* Directions
Find each line in the records that contains the word "walking" and copy those lines.

* Stored rows
:::::
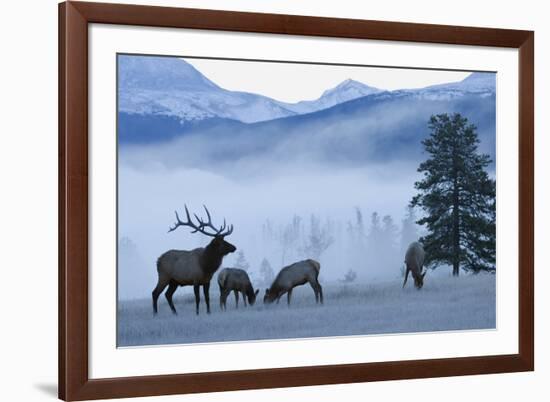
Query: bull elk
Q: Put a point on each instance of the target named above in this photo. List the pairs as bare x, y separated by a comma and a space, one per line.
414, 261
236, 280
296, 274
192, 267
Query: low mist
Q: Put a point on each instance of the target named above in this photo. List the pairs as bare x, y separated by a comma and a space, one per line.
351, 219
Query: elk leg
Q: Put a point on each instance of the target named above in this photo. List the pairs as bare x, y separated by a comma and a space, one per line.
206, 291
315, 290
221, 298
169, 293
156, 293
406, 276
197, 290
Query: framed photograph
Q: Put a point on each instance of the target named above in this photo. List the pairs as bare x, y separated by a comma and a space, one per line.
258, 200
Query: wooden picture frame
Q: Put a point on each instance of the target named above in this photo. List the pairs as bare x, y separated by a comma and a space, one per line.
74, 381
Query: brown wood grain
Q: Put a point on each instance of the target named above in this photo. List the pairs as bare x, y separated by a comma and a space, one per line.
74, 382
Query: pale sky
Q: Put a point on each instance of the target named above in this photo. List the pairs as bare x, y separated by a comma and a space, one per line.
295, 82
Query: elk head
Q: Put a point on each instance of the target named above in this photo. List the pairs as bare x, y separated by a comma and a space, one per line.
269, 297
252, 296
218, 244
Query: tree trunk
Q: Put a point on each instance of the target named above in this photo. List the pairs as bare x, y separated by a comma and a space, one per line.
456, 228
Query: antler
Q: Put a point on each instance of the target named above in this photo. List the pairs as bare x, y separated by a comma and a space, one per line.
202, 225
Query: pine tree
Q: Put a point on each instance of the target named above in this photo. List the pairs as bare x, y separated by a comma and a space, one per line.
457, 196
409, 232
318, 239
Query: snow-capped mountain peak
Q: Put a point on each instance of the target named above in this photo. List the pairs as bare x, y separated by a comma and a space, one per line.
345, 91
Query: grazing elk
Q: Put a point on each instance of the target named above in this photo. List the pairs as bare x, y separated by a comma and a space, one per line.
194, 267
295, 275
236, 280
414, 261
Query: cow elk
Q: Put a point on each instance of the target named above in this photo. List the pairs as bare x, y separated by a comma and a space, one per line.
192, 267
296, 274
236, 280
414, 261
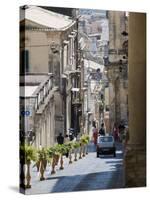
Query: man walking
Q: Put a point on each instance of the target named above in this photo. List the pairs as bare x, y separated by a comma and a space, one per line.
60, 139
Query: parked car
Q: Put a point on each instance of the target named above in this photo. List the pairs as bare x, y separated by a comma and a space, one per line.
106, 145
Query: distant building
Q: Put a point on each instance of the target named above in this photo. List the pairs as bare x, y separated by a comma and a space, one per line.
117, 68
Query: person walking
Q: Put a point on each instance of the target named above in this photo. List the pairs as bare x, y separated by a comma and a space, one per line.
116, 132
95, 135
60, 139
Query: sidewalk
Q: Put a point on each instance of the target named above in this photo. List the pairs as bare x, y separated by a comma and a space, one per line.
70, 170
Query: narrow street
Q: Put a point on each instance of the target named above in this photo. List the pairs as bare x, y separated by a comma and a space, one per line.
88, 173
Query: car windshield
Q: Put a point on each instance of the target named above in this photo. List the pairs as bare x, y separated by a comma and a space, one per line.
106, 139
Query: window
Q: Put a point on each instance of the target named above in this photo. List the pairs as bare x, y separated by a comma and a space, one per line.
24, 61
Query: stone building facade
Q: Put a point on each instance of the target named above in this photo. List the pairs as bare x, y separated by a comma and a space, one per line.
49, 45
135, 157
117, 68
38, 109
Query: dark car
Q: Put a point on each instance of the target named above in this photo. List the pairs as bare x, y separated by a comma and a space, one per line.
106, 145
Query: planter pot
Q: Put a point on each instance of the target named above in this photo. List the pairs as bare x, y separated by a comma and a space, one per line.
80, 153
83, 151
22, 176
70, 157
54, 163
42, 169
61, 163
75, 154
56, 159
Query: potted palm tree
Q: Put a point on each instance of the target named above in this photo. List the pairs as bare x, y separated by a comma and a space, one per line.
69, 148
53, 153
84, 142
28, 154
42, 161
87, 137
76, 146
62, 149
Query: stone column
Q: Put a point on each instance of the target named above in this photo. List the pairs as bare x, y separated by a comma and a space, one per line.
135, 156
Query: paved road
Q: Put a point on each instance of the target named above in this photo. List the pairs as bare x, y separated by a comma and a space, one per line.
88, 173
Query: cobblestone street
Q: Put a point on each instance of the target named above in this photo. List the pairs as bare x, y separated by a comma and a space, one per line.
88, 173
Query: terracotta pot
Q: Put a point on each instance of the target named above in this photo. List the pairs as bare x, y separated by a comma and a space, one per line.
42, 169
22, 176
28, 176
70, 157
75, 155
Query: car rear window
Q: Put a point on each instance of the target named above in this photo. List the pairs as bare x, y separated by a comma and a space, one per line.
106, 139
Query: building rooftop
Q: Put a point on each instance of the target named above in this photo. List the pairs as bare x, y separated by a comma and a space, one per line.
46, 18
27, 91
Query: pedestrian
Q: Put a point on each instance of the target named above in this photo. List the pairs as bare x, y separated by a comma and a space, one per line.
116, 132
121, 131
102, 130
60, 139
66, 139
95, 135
:::::
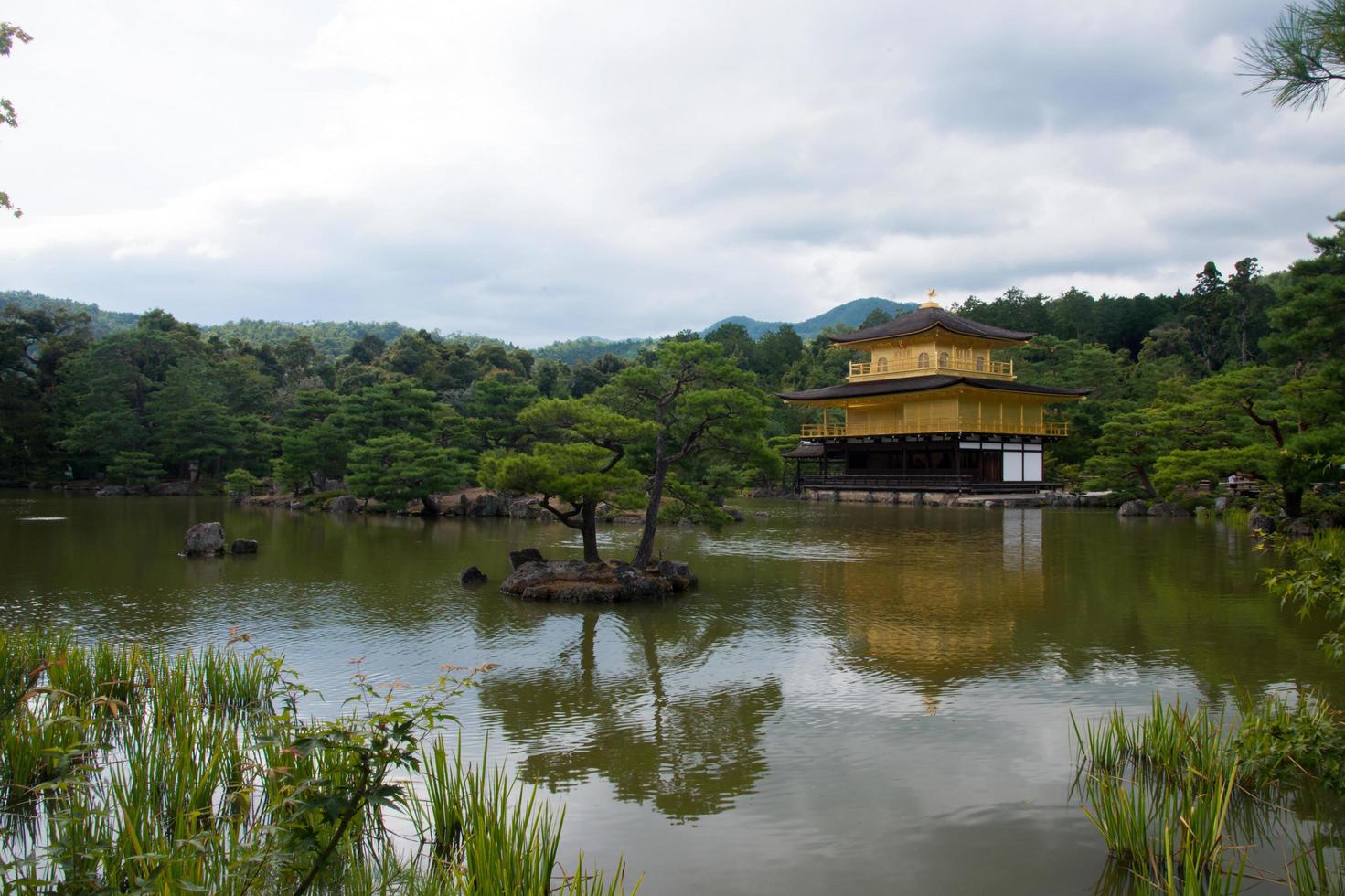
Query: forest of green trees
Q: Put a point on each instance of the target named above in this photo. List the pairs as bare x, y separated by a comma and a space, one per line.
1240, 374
:::::
* Task solution
Query: man walking
Query: person walking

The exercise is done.